[Saved entries]
====================

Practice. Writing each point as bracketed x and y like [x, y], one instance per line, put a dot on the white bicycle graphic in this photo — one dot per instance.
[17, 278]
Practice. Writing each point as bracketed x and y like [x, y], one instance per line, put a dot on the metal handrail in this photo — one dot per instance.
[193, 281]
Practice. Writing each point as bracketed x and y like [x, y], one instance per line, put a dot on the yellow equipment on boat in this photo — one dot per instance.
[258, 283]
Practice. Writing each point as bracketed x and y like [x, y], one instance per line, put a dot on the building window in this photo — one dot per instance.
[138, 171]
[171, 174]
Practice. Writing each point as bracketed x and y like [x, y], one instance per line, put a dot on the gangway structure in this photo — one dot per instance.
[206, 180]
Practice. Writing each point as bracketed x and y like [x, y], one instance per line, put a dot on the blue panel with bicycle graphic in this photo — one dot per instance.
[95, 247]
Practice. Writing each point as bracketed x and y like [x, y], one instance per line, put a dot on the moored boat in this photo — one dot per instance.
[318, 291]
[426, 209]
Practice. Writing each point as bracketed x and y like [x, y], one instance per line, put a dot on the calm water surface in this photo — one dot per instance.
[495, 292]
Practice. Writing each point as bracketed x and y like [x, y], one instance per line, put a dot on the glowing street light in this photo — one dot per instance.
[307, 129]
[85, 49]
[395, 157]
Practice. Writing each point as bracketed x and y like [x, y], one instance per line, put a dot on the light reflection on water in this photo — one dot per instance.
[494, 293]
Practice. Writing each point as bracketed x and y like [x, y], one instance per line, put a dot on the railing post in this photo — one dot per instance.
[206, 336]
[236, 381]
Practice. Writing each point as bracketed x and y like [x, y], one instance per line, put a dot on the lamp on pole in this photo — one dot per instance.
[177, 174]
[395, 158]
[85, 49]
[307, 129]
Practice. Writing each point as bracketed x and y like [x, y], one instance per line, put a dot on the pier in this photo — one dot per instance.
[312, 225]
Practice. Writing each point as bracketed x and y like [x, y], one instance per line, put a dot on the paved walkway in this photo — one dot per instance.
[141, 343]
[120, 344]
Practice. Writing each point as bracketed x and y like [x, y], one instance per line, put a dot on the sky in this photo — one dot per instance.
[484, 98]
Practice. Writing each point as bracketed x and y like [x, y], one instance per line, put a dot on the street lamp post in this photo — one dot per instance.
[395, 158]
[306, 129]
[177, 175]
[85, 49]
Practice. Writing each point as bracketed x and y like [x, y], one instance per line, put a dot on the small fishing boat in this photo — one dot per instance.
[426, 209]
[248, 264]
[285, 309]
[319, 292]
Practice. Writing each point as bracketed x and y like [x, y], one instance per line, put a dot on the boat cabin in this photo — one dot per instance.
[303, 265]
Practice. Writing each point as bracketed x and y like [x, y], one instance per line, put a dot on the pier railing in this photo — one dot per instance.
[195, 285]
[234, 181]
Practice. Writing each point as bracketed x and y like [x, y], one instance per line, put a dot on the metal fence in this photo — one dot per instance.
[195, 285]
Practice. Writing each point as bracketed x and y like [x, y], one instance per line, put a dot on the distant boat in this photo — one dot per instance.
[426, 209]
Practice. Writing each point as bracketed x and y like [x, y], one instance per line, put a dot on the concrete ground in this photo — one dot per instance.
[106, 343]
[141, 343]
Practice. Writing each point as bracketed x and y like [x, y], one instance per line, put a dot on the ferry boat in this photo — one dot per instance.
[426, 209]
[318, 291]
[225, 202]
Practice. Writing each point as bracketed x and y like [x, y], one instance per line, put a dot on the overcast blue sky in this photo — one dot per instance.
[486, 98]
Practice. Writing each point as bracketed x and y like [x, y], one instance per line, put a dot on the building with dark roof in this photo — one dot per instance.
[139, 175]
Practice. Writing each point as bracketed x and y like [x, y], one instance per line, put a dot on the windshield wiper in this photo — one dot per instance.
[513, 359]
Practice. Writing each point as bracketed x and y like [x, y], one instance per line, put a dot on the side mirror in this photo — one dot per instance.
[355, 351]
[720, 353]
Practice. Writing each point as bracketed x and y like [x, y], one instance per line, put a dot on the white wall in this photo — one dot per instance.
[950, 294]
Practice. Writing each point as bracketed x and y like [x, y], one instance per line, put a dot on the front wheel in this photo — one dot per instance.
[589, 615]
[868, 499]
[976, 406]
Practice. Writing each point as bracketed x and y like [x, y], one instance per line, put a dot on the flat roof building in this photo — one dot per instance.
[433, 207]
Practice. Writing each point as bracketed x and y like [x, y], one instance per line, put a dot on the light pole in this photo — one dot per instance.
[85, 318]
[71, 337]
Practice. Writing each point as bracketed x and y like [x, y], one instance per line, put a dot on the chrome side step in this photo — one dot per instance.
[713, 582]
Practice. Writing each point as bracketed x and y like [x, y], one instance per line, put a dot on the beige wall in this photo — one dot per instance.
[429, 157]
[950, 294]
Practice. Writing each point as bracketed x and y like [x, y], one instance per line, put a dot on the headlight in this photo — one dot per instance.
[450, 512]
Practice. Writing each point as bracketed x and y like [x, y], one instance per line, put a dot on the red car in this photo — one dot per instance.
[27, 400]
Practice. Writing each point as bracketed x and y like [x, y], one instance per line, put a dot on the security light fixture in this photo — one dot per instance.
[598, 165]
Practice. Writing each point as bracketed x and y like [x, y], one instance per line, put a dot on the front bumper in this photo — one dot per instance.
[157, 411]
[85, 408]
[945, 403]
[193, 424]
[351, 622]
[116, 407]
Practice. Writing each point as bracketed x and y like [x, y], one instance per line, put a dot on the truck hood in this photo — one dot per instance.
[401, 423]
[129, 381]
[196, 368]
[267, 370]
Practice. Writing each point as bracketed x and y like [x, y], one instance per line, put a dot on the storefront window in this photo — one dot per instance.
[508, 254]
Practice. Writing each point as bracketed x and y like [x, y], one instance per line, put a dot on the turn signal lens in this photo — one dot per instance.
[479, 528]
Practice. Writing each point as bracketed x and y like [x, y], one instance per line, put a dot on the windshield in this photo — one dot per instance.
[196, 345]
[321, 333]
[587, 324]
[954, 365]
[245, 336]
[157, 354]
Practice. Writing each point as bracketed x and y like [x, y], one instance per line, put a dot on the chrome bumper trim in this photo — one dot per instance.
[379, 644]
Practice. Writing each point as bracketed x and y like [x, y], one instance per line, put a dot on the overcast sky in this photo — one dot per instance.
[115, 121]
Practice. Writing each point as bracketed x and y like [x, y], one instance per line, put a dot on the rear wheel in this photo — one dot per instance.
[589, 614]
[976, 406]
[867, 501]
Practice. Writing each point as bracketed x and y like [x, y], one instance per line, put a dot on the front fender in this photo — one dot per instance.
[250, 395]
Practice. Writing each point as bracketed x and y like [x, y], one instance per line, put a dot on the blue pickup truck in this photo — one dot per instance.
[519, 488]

====================

> _Task objective_: Retype the lines from the one containing "the front fender" to the last line above. Change nothing and include no others.

> _Exercise solution_:
Practice. Writing each point as bracketed x and y like [x, y], one instance per line, put a dot on the front fender in this photo — one dot per instance.
[250, 395]
Practice. Writing each point as bracketed x and y like [x, y], one instance per line, put a dot on the blue pickup truck in this photo — one dot per instance.
[519, 488]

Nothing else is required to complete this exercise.